If a line in the records contains the string "photo", show that line.

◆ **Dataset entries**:
----
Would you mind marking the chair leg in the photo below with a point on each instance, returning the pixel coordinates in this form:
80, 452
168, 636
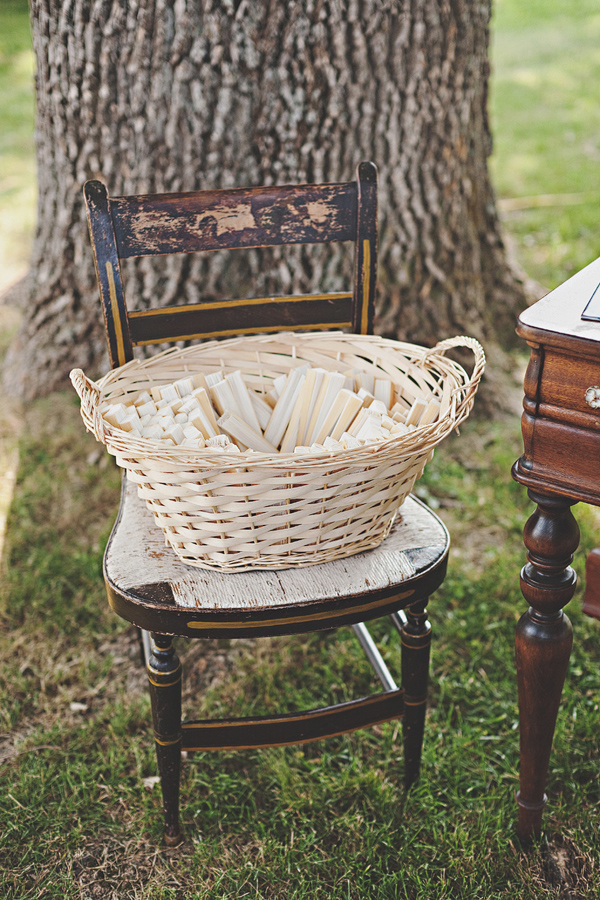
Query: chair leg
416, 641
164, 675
----
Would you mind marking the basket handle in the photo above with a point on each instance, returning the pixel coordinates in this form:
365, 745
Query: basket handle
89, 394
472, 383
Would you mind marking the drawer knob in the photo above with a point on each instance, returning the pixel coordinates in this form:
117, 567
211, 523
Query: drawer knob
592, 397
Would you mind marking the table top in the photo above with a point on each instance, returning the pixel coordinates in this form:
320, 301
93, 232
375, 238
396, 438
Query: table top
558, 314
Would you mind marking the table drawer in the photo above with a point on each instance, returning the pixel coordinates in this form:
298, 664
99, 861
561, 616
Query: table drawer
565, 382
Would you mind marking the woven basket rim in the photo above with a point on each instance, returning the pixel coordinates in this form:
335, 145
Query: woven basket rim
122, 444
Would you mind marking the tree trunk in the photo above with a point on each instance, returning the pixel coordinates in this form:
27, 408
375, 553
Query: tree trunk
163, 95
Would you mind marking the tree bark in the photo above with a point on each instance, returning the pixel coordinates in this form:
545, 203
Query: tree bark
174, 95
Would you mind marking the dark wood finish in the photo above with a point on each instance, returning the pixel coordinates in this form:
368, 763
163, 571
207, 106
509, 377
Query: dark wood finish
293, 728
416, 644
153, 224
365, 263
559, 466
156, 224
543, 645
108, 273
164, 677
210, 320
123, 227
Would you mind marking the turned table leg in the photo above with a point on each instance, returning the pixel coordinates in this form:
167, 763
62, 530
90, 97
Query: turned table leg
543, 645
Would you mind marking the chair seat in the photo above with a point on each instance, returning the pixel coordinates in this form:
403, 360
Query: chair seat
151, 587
----
◆ **Answer section**:
Would you mind marking the chair leg in the photo below with a point on each instance, returning the pixel coordinates in this form:
Would you mind marking the basket handle in the photo above with a point on each instance, returning the pixel coordinates in this form:
Would you mind marking the drawer knob in the photo above with a point on each instance, returning the pixel coordinates in this form:
Would you mind marking the table top in the photo above with a point on each instance, returning the pixel coordinates in this form:
Would you mind marking the table drawer in the photo above with a point on each instance, returning the pixel coordinates in this form:
Would you mind marking the woven basket rim in the photo above with a point on each instance, returning the pixel coordinates in this form:
Would you mind marking the tree trunk in the photo above with a point on each instance, returning the pixel coordinates in this form:
Would you mind marking the tree bark in the photo above with a point on each instance, returning the pixel coordinates in this form:
Would you mind marking the dark wood finish in the photo above with a point on each instance, returning the pixel coordinates in this form:
Would you mind marking the turned table leg in the photo above with a point on each instance, returning the pixel coordinates in this form:
Would you mind marking the chair seat in the photo above with a point on each instance, returning the pixel coordinates in this form:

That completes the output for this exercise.